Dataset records
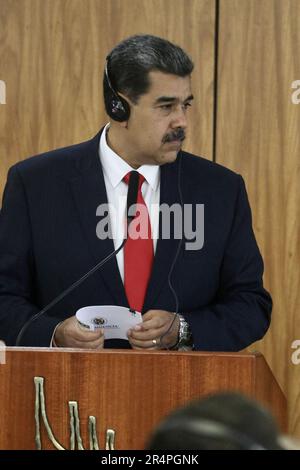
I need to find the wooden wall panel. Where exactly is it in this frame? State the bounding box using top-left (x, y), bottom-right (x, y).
top-left (1, 0), bottom-right (299, 441)
top-left (217, 0), bottom-right (300, 436)
top-left (0, 0), bottom-right (215, 199)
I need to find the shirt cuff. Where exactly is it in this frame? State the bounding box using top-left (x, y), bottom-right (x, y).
top-left (50, 322), bottom-right (62, 347)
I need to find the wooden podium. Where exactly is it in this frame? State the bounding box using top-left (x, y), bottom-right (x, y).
top-left (0, 348), bottom-right (286, 450)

- What you need to do
Please repeat the records above exactly, omitting any pictures they contain.

- Exercise solution
I need to find the wooden wall panel. Where exactly is it in this frame? State the bounding box using top-left (x, y), bottom-right (x, y).
top-left (1, 0), bottom-right (299, 441)
top-left (217, 0), bottom-right (300, 436)
top-left (0, 0), bottom-right (215, 199)
I need to find the shirt cuff. Where exactly is it in this frame? State the bounding box using top-left (x, y), bottom-right (x, y).
top-left (50, 322), bottom-right (62, 347)
I need to find the wooden podium. Where exactly is it in this frame? State the bounding box using top-left (x, y), bottom-right (x, y).
top-left (0, 348), bottom-right (286, 450)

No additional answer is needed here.